### TASK REQUIREMENTS:
Which lines in the listing below contain the string "outline"? Copy each of those lines in full, treating uppercase and lowercase letters as distinct.

### DATA LINES:
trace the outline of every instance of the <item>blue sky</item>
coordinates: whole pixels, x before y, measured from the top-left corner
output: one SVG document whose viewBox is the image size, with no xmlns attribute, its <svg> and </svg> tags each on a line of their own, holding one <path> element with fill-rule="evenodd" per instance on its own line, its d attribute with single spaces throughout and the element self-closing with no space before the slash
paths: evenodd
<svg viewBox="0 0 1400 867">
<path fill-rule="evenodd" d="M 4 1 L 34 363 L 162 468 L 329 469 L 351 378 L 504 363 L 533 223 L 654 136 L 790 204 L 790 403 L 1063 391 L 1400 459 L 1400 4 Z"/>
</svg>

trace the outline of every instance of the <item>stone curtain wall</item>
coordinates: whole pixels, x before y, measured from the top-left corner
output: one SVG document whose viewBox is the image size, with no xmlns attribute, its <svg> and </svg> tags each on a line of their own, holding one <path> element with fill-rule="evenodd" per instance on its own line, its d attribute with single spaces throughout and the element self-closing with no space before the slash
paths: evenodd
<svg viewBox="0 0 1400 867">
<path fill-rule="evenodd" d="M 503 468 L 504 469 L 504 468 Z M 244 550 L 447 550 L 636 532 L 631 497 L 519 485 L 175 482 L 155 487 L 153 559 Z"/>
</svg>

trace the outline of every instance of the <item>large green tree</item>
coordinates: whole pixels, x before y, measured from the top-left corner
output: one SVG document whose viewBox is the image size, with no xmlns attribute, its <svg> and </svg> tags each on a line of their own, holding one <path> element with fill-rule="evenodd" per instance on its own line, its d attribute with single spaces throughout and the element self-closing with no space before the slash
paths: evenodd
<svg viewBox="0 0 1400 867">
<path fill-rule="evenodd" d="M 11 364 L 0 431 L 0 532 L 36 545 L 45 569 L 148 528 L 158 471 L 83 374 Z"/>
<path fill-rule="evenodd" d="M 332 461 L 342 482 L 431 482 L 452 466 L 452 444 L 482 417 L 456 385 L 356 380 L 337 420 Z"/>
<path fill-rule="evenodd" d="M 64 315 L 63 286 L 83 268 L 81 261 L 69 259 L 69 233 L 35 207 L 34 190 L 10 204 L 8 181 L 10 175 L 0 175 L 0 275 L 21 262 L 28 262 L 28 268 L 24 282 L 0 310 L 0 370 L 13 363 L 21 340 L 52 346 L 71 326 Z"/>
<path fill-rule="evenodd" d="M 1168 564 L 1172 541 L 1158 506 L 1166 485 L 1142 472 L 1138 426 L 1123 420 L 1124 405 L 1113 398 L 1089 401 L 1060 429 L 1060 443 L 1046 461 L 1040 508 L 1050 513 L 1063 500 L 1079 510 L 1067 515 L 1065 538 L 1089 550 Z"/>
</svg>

### FINISHED ANSWER:
trace the outline of every instance of the <item>blue sky</item>
trace the outline of every instance of the <item>stone curtain wall</item>
trace the outline of every instance of the <item>large green tree</item>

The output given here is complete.